I'm a contractor and have been diagnosed with cancer. How do I present this to future employers?

Twice a week we publish problems that will feature in a forthcoming Dear Jeremy advice column in the Saturday Guardian so that readers can offer their own advice and suggestions. We then print the best of your comments alongside Jeremy's own insights. Here is the latest dilemma – what are your thoughts?

I am a woman in my mid-40s who six weeks ago was diagnosed with cancer. I have worked in educational professional services for 14 years in a range of mid- to senior-level roles. I left a full-time permanent role four years ago to work as a contractor, and fortunately my skills and experience have kept me employed consistently.

With the cancer diagnosis – days after my latest contract ended – this has changed. My previous employers do not know about my diagnosis; the contract ended very positively at its predetermined end of the funding period and managers said they hoped to bring me back if funding allows. However, I would like instead to focus on returning to full-time, permanent employment when my health allows.

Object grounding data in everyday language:
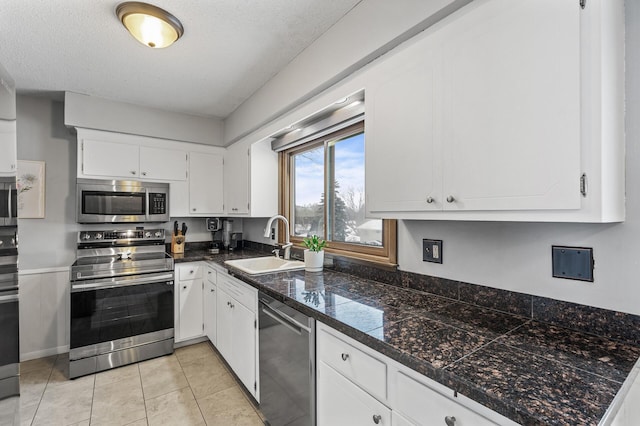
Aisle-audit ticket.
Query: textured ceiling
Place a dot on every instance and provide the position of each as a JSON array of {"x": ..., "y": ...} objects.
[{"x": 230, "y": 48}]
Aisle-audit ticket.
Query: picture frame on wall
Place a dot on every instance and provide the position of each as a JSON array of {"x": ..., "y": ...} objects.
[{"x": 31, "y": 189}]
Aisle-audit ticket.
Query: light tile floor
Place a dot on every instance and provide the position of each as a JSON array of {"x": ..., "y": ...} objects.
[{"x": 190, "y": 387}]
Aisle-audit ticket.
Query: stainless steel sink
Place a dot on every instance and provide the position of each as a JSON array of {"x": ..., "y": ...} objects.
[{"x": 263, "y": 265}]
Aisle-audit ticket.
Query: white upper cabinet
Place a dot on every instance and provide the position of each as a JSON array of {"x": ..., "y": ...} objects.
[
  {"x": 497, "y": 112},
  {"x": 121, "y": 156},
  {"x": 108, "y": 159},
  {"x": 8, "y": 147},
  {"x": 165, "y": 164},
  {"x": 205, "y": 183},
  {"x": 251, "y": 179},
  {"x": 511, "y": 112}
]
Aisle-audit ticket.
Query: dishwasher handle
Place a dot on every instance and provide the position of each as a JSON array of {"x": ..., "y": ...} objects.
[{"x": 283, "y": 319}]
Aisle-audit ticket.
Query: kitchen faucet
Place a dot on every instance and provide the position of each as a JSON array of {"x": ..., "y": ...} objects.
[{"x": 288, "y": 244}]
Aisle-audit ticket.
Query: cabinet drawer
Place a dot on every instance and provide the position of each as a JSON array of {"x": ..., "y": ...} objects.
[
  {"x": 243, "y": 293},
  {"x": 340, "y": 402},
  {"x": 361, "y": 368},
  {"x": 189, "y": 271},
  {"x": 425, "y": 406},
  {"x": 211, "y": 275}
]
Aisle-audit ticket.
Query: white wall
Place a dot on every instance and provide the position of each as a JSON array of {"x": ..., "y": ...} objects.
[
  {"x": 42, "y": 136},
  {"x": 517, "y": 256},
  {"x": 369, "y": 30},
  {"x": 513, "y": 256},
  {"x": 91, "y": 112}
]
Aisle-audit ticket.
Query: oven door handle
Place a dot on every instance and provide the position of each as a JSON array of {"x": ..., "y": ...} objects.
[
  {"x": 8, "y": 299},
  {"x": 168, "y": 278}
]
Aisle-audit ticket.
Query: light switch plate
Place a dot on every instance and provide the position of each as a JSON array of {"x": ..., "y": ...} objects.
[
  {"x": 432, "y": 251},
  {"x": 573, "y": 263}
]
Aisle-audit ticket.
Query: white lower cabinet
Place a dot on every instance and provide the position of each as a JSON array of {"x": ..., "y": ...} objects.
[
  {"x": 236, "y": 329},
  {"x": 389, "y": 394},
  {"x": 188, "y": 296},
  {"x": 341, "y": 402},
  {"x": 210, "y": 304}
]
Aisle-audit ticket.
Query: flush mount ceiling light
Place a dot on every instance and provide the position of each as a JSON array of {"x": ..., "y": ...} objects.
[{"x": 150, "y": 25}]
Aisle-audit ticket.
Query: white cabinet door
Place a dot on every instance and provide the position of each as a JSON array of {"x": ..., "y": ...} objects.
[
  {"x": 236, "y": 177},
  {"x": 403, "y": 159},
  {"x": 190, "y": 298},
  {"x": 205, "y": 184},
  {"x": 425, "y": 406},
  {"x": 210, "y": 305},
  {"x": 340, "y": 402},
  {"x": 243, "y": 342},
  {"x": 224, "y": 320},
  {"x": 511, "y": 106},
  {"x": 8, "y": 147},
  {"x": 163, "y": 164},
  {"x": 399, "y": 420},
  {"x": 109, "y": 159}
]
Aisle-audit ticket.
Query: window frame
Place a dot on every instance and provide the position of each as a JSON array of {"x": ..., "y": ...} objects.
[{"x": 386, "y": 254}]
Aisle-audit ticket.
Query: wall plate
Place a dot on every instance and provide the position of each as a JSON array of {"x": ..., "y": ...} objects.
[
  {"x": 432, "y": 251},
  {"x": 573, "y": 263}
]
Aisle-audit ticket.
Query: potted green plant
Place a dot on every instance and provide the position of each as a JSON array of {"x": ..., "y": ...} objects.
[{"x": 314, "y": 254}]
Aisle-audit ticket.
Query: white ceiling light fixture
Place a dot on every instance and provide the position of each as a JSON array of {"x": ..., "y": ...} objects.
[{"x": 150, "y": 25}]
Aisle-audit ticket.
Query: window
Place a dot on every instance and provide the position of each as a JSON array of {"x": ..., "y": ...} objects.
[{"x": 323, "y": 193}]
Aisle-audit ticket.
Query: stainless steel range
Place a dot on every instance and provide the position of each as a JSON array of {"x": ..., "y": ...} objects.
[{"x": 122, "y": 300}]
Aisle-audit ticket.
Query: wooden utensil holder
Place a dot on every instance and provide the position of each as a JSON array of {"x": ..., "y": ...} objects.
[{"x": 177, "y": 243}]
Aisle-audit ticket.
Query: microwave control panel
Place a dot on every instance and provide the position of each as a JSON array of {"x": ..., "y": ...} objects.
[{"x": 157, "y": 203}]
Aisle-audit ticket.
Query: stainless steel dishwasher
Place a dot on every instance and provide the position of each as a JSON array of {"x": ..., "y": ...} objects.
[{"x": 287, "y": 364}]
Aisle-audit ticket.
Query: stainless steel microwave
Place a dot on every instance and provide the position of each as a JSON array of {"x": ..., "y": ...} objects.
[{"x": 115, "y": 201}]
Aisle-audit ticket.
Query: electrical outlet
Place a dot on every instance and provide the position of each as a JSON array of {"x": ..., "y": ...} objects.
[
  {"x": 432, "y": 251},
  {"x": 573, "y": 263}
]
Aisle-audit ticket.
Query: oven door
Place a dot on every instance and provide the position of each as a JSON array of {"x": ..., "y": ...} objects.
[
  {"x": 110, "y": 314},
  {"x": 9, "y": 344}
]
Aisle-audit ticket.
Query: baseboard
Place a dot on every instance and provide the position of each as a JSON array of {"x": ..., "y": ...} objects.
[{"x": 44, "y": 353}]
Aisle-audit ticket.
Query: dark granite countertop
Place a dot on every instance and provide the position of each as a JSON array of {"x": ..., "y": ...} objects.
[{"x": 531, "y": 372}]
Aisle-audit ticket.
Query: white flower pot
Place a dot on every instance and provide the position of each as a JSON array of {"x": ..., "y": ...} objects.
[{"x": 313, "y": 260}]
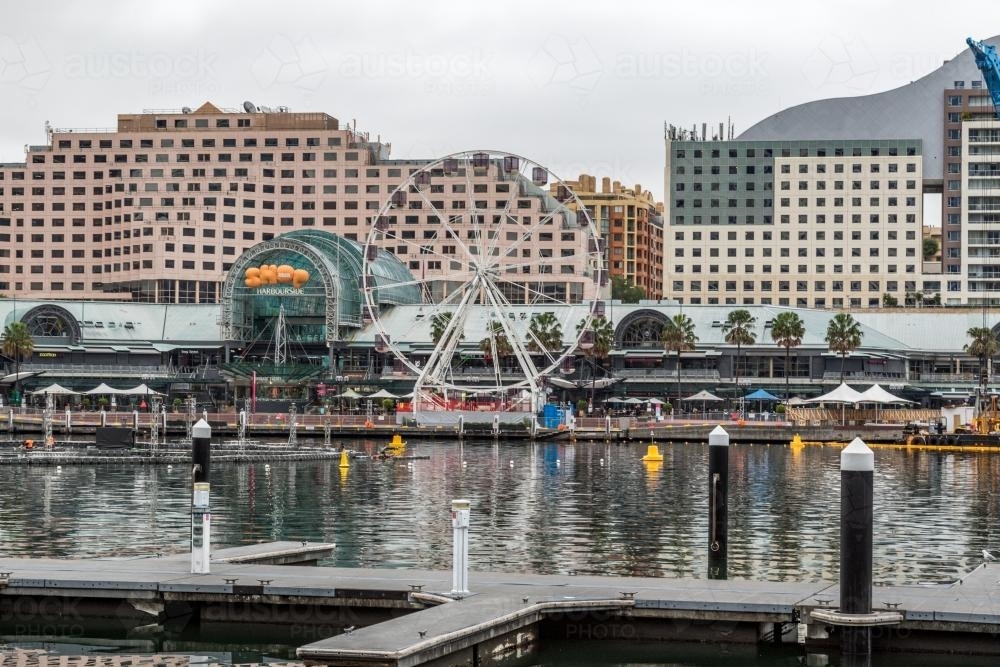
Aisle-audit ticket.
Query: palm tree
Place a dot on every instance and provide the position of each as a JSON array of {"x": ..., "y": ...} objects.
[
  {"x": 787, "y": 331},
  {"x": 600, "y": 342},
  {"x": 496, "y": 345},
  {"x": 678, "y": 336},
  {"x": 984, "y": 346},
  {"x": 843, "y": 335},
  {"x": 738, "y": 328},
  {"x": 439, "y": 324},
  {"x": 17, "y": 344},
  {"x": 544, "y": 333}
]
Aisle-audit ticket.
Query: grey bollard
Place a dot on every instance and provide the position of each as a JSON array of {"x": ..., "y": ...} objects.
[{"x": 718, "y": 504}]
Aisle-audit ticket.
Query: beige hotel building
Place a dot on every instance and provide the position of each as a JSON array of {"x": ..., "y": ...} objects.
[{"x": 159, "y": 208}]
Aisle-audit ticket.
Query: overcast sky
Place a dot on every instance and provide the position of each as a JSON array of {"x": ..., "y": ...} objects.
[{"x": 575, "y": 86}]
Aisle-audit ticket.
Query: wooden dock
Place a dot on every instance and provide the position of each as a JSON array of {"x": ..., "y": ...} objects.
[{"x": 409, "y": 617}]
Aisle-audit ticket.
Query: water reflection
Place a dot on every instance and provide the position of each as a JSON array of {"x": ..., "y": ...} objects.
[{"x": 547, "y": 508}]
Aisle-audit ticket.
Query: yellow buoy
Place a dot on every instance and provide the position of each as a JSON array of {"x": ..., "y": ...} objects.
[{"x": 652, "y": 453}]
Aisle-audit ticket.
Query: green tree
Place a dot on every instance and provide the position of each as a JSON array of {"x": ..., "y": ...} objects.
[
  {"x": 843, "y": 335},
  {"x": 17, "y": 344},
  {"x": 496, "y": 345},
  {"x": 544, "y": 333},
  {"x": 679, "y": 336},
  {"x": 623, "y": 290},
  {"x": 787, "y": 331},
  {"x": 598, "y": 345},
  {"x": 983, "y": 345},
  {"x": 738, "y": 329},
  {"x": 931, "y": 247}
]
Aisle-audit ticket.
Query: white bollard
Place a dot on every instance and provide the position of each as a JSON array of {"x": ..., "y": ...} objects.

▸ **PROBLEM DESCRIPTION**: Write out the part of the advice column excerpt from "I am a woman" up to and including "me employed consistently.", word for word.

▸ **ANSWER SECTION**:
I am a woman in my mid-40s who six weeks ago was diagnosed with cancer. I have worked in educational professional services for 14 years in a range of mid- to senior-level roles. I left a full-time permanent role four years ago to work as a contractor, and fortunately my skills and experience have kept me employed consistently.